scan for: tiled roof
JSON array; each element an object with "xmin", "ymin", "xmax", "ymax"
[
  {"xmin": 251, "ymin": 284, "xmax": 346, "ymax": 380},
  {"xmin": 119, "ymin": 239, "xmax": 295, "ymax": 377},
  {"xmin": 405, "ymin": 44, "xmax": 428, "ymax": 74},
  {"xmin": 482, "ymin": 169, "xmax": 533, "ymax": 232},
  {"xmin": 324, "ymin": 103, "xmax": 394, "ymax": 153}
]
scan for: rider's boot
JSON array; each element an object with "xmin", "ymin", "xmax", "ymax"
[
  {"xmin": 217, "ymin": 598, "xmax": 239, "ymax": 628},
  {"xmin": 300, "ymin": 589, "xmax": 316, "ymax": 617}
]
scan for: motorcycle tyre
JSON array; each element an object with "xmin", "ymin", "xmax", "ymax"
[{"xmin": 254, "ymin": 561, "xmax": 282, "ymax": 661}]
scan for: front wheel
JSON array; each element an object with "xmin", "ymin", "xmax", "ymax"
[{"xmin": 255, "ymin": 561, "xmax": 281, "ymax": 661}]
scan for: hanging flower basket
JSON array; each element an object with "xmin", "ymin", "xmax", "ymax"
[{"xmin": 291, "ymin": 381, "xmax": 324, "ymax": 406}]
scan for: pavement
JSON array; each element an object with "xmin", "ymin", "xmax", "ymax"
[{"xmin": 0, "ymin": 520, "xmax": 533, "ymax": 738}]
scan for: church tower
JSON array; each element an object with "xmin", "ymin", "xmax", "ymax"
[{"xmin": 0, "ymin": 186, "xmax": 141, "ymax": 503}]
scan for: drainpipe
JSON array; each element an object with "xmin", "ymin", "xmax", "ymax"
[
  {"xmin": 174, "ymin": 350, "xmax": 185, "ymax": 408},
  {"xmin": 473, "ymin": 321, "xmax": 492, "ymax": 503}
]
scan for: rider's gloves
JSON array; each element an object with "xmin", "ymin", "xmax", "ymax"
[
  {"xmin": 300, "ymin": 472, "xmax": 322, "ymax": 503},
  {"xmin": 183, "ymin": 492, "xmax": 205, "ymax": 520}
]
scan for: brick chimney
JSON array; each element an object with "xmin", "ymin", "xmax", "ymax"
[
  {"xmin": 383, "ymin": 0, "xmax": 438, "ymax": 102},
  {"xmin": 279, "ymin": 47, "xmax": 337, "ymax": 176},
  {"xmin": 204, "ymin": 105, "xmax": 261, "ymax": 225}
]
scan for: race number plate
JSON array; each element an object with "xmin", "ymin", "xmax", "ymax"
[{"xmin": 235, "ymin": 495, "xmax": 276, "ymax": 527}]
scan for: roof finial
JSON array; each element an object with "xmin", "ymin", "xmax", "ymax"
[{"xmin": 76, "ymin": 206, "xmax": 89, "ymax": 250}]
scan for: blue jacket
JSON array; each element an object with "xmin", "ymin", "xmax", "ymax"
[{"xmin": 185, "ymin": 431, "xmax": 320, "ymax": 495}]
········
Goal of the exercise –
Pick out every line in the records above that contains the string "roof", and copy each one on its own line.

Solved problem –
scan for: tiled roof
scan for: roof finial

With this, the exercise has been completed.